__Söyleşi__:

--------------------

Peki Selda Bağcan’ın size yorumu nasıl? Eleştirilerini ve övgülerini söyler mi?
Oooo tabii… Mesela bu albümde, Fazıl Say’ın önerisiyle Sait Faik eserinin konser kaydını koyduk. Halam bunu dinlediğinde “İşte bu tam bir konserdir. İnsan detone olur yahu! İnanılmaz bir yorumculuk ve şarkıcılık. Hiçbir falson yok. Stüdyo ya da CD kaydı gibi” dedi.
Selda Bağcan’dan bunları duymak müthiş ama bir de hayranlarınızın da sizin için çok büyük övgüleri var. Ekşisözlük’te sizinle ilgili yapılan yorumlara baktığınızda negatif hiçbir şey bulamıyorsunuz. Aksine herkesin ruhuna dokunmuşsunuz. Bunlar sizi şımartıyor mu? Mütevazılık bir yana, yerden yükseldiğiniz oluyordur mutlaka…
Olmaz mı? Kendime konser öncesi ve sonrasında bir buçuk saatlik bir zaman tanıyorum, bu anı yaşamak için. Sonrasında alelade bir vatandaşa dönüşüyorsun zaten, herkesin arasında sen de sıradanlaşıyorsun. Başta bunun ego olduğunu düşündüğüm için bastırıyordum duygularımı ama sonra tadını çıkarmaya karar verdim. Kendimi ödüllendirmek için…
Bir başka söyleşinizde de kendinizi ‘Yaşam Sanatçısı’ olarak tanımlıyorsunuz. Bu ne demek?

--------------------

__Sağlanan veriler__:
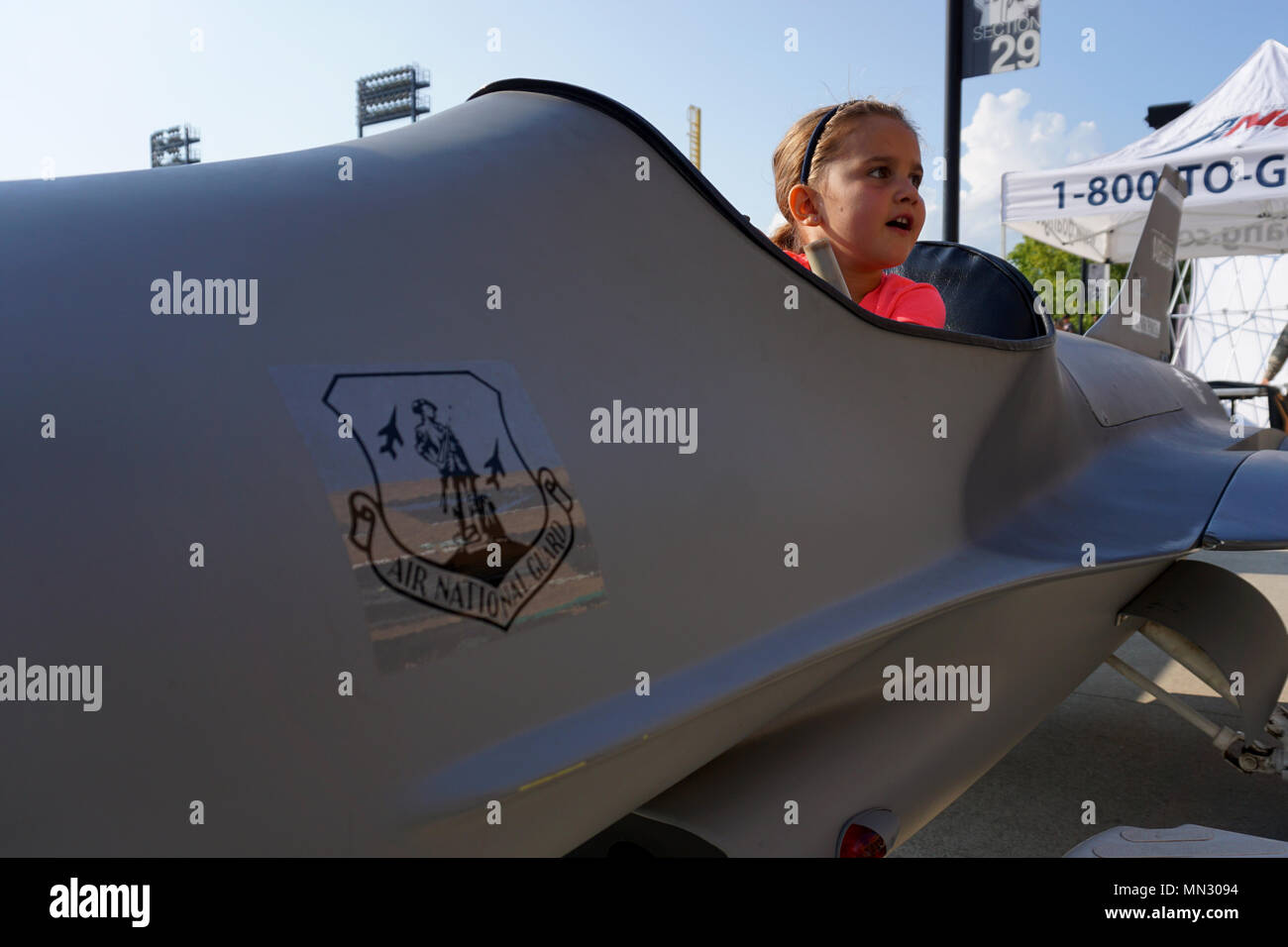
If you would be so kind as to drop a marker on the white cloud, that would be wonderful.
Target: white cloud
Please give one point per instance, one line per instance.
(1000, 138)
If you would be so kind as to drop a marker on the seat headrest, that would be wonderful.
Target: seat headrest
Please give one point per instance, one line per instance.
(983, 294)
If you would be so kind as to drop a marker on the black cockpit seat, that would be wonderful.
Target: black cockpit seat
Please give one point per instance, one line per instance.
(983, 294)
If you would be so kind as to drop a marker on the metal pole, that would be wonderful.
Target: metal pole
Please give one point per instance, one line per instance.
(952, 115)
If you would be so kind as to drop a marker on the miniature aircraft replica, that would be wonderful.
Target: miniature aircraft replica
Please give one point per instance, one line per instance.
(377, 499)
(1181, 841)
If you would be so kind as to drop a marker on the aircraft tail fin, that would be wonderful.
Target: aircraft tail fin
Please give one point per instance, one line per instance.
(1138, 317)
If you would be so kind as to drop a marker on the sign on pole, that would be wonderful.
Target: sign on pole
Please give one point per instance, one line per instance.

--------------------

__Görev listesi__:
A – Söyleşiyi iki cümleyle özetleyin.
B – Söyleşiyi kaldığı yerden devam ettirin.

__Sıralı cevaplar__:
A – Görüşülen sanatçı, albüme Fazıl Say'ın önerisiyle koydukları Sait Faik eserinin konser kaydını halası Selda Bağcan'ın falsosuz ve stüdyo kaydı gibi bulup övdüğünü anlatıyor. Hayranlarının övgüleri sorulunca da konser öncesinde ve sonrasında bu anı yaşamak için kendine bir buçuk saat tanıdığını söylüyor; başta ego sandığı için bastırdığı duyguların tadını, kendini ödüllendirmek için çıkarmaya karar vermiş.

B –
Yaşamımızı seçimlerle inşa ediyoruz. Kaderci değilim. Kendi seçimlerimle, kendi yolumu içgüdülerim doğrultusunda yaratıyorum. Geriye baktığımda kendi yolculuğumda kendimi aslında bir ses sanatçısınden çok bir yaşam sanatçısı olarak görüyorum.
“TÜRKİYE ERİL BİR ÜLKE. AMA HER ŞEY KADINDAN GEÇİYOR”
Türk Halk Müziği şarkıları da söylüyorsunuz. Bunları dinleme şansı edebilecek miyiz?
Konserlerimde asla vazgeçmem türkü söylemekten. Türküler bizim DNA’mız, bu toprakların sesi. Genç nesle de onları aktarmamız lazım. Daha modern kalıplarda elbette… Belli bir zamanda bu ülkede türküler yasaklanmıştı. Bunun neden olduğunu hâlâ aklım almaz. İleride bir türkü albümü yapmayı düşünüyorum.
Bugüne kadar en çok nelerden ve kimlerden ilham aldınız?
Ben kadın hikayelerinden çok ilham alıyorum. Özellikle imkanları olmayan kadınların bir şeylere emek vermesi beni çok etkiliyor. Planlarımda bunlar var. Kadının kendi kudretini eline almasını çok istiyorum. Türkiye eril bir ülke. Ama her şey kadından geçiyor aslına bakarsanız ve kadınlar yön veriyor, vermeli de. Kadın çok yaratıcı. Erkekleri de küçümsemiyorum ama kadının kendini fark etmesi gerekiyor. Ailemin kadınları ve annem Süheyla, onlar da bana öyle değerler verdi ki, şimdi daha iyi anlıyorum.
“KORKULARIM VARDI, KORKULARIMIN NE KADAR KÜÇÜK OLDUĞUNU FARK ETTİM”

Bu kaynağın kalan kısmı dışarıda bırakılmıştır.